- Directions
What you submit must be an exact copy of the listing below, with no images in it.

- Information shown

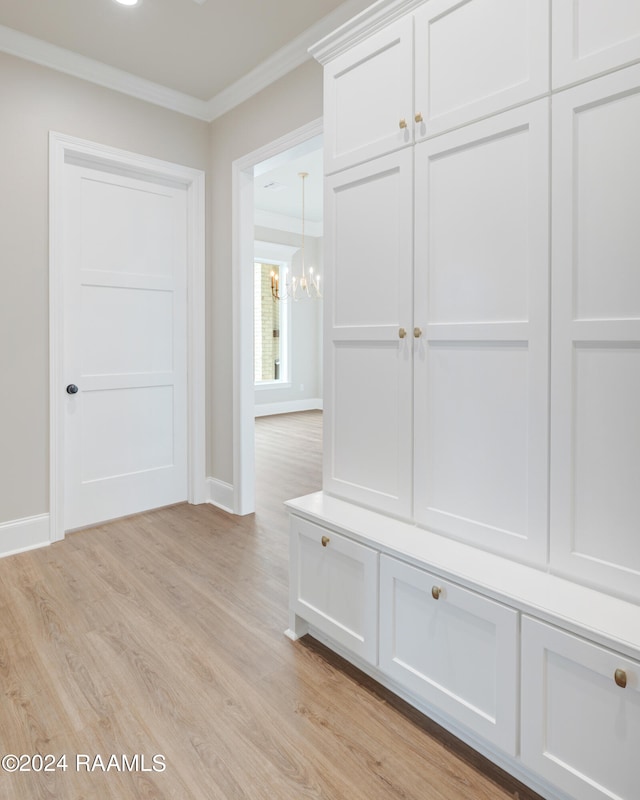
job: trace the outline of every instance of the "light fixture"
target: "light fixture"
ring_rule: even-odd
[[[290,297],[292,300],[300,300],[303,297],[311,297],[314,299],[319,299],[322,297],[322,292],[320,291],[320,276],[317,273],[314,273],[313,267],[309,267],[307,269],[305,263],[304,180],[308,175],[309,175],[308,172],[298,173],[298,176],[302,180],[302,246],[300,248],[300,252],[302,255],[301,272],[299,275],[296,275],[292,268],[291,277],[287,278],[285,276],[285,281],[284,281],[284,290],[286,291],[286,295],[287,297]],[[274,300],[280,300],[280,280],[276,272],[271,273],[271,296],[273,297]]]
[[[137,6],[140,0],[115,0],[115,2],[121,6]]]

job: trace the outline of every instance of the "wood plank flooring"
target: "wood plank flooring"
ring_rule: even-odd
[[[534,800],[284,637],[282,501],[320,487],[321,420],[257,420],[255,515],[184,504],[0,560],[0,755],[67,756],[66,771],[0,769],[2,800]]]

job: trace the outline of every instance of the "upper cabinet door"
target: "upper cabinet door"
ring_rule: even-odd
[[[638,0],[554,0],[553,87],[640,60]]]
[[[549,90],[548,5],[541,0],[431,0],[418,9],[415,116],[422,122],[416,138]]]
[[[413,143],[413,18],[331,61],[324,77],[327,174]]]
[[[640,598],[640,65],[552,116],[551,563]]]

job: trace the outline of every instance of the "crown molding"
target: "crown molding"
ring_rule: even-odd
[[[385,0],[381,0],[385,2]],[[309,60],[309,48],[327,36],[344,20],[345,15],[356,13],[358,0],[346,0],[326,17],[316,22],[287,45],[259,64],[240,80],[223,89],[210,100],[200,100],[183,92],[169,89],[159,83],[139,78],[125,70],[111,67],[101,61],[29,36],[0,25],[0,51],[43,67],[64,72],[75,78],[113,89],[116,92],[162,106],[179,114],[213,122],[214,119],[244,103],[274,81]]]
[[[428,0],[378,0],[309,47],[309,53],[327,64],[354,44],[394,22]]]
[[[207,103],[209,121],[213,122],[214,119],[226,114],[227,111],[231,111],[232,108],[244,103],[245,100],[249,100],[249,98],[266,89],[270,84],[283,78],[287,73],[308,61],[310,58],[309,48],[313,43],[317,42],[319,38],[327,36],[341,25],[345,14],[348,17],[353,16],[358,6],[357,0],[346,0],[330,14],[327,14],[326,17],[307,28],[306,31],[265,59],[240,80],[232,83],[215,97],[212,97]]]
[[[81,56],[4,25],[0,25],[0,50],[98,86],[114,89],[138,100],[145,100],[147,103],[209,122],[207,103],[204,100],[176,92],[174,89],[139,78],[130,72],[110,67],[101,61]]]
[[[287,214],[278,214],[275,211],[266,211],[262,208],[254,209],[255,224],[261,228],[270,228],[274,231],[285,231],[286,233],[296,233],[302,235],[302,220],[300,217],[290,217]],[[315,222],[305,219],[305,233],[307,236],[322,236],[322,221]]]

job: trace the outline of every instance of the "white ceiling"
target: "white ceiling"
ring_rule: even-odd
[[[271,168],[268,162],[258,165],[254,177],[256,224],[298,233],[302,219],[302,179],[306,231],[310,236],[322,233],[323,158],[322,137],[310,140],[305,147],[283,154],[285,163]],[[279,162],[282,159],[279,159]],[[275,188],[265,188],[275,184]],[[260,213],[262,212],[262,213]],[[273,215],[273,216],[266,216]]]
[[[20,47],[30,42],[16,39],[17,31],[189,98],[210,101],[283,49],[290,55],[293,44],[306,54],[316,39],[370,4],[141,0],[125,7],[114,0],[0,0],[0,49],[22,55]],[[56,55],[33,60],[51,66]]]

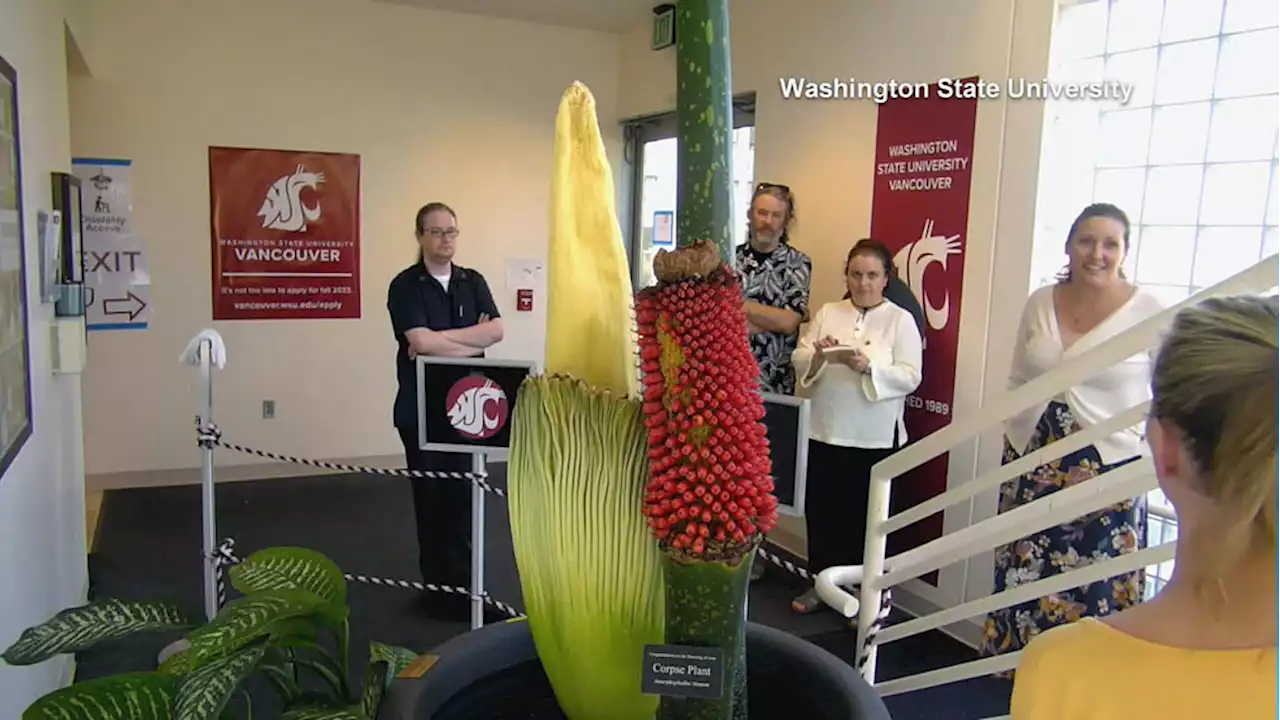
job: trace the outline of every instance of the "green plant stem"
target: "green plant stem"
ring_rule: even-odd
[[[315,649],[320,654],[321,659],[328,663],[328,667],[333,674],[338,677],[339,692],[342,694],[343,702],[354,702],[351,696],[351,680],[349,678],[347,665],[347,644],[349,640],[350,627],[343,622],[342,632],[338,633],[338,655],[334,655],[325,646],[316,643]]]
[[[287,706],[294,700],[302,696],[302,689],[298,687],[298,683],[289,677],[289,674],[281,670],[275,665],[263,665],[259,668],[262,674],[267,678],[276,691],[280,693],[281,699]]]
[[[335,673],[332,668],[327,667],[323,662],[303,658],[295,658],[293,663],[295,668],[307,668],[323,678],[325,683],[329,685],[329,688],[338,696],[337,699],[340,702],[350,702],[344,692],[344,688],[342,687],[342,681],[338,679],[337,673]]]
[[[715,700],[663,697],[659,720],[745,720],[747,591],[755,546],[729,562],[663,556],[668,645],[721,648],[724,692]]]
[[[344,697],[350,701],[354,701],[351,693],[351,621],[343,620],[342,628],[338,631],[338,660],[342,668],[342,690]]]
[[[710,240],[732,263],[729,0],[676,3],[676,120],[676,239],[681,247]]]
[[[253,696],[249,694],[248,690],[241,690],[240,694],[244,695],[245,720],[253,720]]]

- Task solution
job: trace the outline of every instance of the "light fixture"
target: "light fixture"
ring_rule: even-odd
[[[290,297],[292,300],[300,300],[303,297],[311,297],[314,299],[319,299],[322,297],[322,292],[320,291],[320,276],[317,273],[314,273],[313,267],[309,267],[307,269],[305,263],[304,180],[308,175],[309,175],[308,172],[298,173],[298,176],[302,180],[302,246],[300,248],[300,252],[302,255],[301,272],[299,275],[296,275],[292,268],[291,277],[287,278],[285,276],[285,281],[284,281],[284,290],[286,291],[286,295],[287,297]],[[274,300],[280,300],[280,280],[276,272],[271,273],[271,296],[273,297]]]
[[[137,6],[140,0],[115,0],[115,2],[121,6]]]

job: trace the outline of every instance of the "wood plank flooring"
target: "wood plank flooring"
ring_rule: even-odd
[[[534,800],[284,637],[282,501],[320,487],[321,420],[257,420],[255,515],[184,504],[0,560],[0,755],[67,756],[66,771],[0,769],[2,800]]]

job: trace the outline of every instance of the "upper cabinet door"
target: "upper cabinet door"
ring_rule: even-odd
[[[638,0],[554,0],[553,87],[640,60]]]
[[[549,90],[548,5],[541,0],[431,0],[418,9],[415,116],[422,122],[416,138]]]
[[[413,143],[413,18],[331,61],[324,77],[327,174]]]
[[[640,598],[640,65],[552,116],[551,563]]]

job: trace the outline of every instance of the "crown molding"
target: "crown molding"
ring_rule: even-odd
[[[385,0],[381,0],[385,2]],[[309,60],[309,48],[327,36],[344,20],[345,15],[356,13],[358,0],[346,0],[326,17],[316,22],[287,45],[259,64],[240,80],[223,89],[210,100],[200,100],[183,92],[169,89],[159,83],[139,78],[125,70],[111,67],[101,61],[29,36],[0,25],[0,51],[43,67],[64,72],[75,78],[113,89],[116,92],[162,106],[179,114],[213,122],[214,119],[244,103],[274,81]]]
[[[428,0],[378,0],[309,47],[309,53],[327,64],[354,44],[394,22]]]
[[[207,103],[209,121],[213,122],[214,119],[226,114],[227,111],[231,111],[232,108],[244,103],[245,100],[249,100],[249,98],[266,89],[270,84],[283,78],[287,73],[308,61],[310,58],[309,48],[313,43],[317,42],[319,38],[327,36],[341,25],[345,14],[348,17],[353,16],[358,6],[357,0],[346,0],[330,14],[327,14],[326,17],[307,28],[306,31],[265,59],[240,80],[232,83],[215,97],[212,97]]]
[[[81,56],[4,25],[0,25],[0,50],[98,86],[114,89],[138,100],[145,100],[147,103],[209,122],[207,103],[204,100],[176,92],[174,89],[139,78],[130,72],[110,67],[101,61]]]
[[[287,214],[278,214],[275,211],[266,211],[262,208],[254,209],[255,224],[261,228],[270,228],[274,231],[285,231],[286,233],[296,233],[302,235],[302,220],[300,217],[290,217]],[[315,222],[305,219],[305,233],[307,236],[322,236],[322,221]]]

job: trace the outline of every instance of the "white ceiling"
target: "white ceiling"
ring_rule: even-odd
[[[271,168],[268,162],[258,165],[254,177],[256,224],[298,233],[302,219],[302,179],[306,231],[310,236],[322,233],[323,158],[322,137],[310,140],[305,147],[283,154],[285,163]],[[279,162],[282,159],[279,159]],[[275,188],[265,188],[275,184]],[[260,213],[262,212],[262,213]],[[273,215],[273,216],[266,216]]]
[[[20,47],[30,42],[16,39],[17,31],[189,98],[210,101],[283,49],[290,55],[293,44],[306,54],[316,39],[370,4],[141,0],[125,7],[114,0],[0,0],[0,49],[22,55]],[[56,55],[33,60],[51,66]]]

job: trace the outline of every instance of the "green plant stem"
target: "green plant stem"
ring_rule: even-odd
[[[315,649],[320,654],[321,659],[328,663],[328,667],[333,674],[338,677],[339,692],[342,694],[343,702],[354,702],[351,696],[351,680],[349,678],[347,665],[347,644],[349,640],[350,627],[343,622],[342,632],[338,633],[338,655],[334,655],[325,646],[316,643]]]
[[[287,706],[294,700],[302,696],[302,689],[298,687],[298,683],[289,677],[289,674],[281,670],[275,665],[263,665],[259,668],[262,674],[267,678],[276,691],[280,693],[281,699]]]
[[[335,673],[332,668],[327,667],[323,662],[303,658],[295,658],[293,663],[295,668],[307,668],[323,678],[325,683],[329,685],[329,688],[338,696],[337,699],[340,702],[350,702],[344,692],[344,688],[342,687],[342,681],[338,679],[337,673]]]
[[[715,700],[663,697],[659,720],[745,720],[747,591],[755,546],[729,562],[663,556],[668,645],[721,648],[724,692]]]
[[[344,697],[350,701],[354,701],[351,693],[351,621],[343,620],[342,628],[338,631],[338,660],[342,668],[342,690]]]
[[[710,240],[732,263],[729,0],[676,3],[676,120],[676,239],[681,247]]]
[[[253,696],[249,694],[248,690],[241,690],[240,694],[244,695],[245,720],[253,720]]]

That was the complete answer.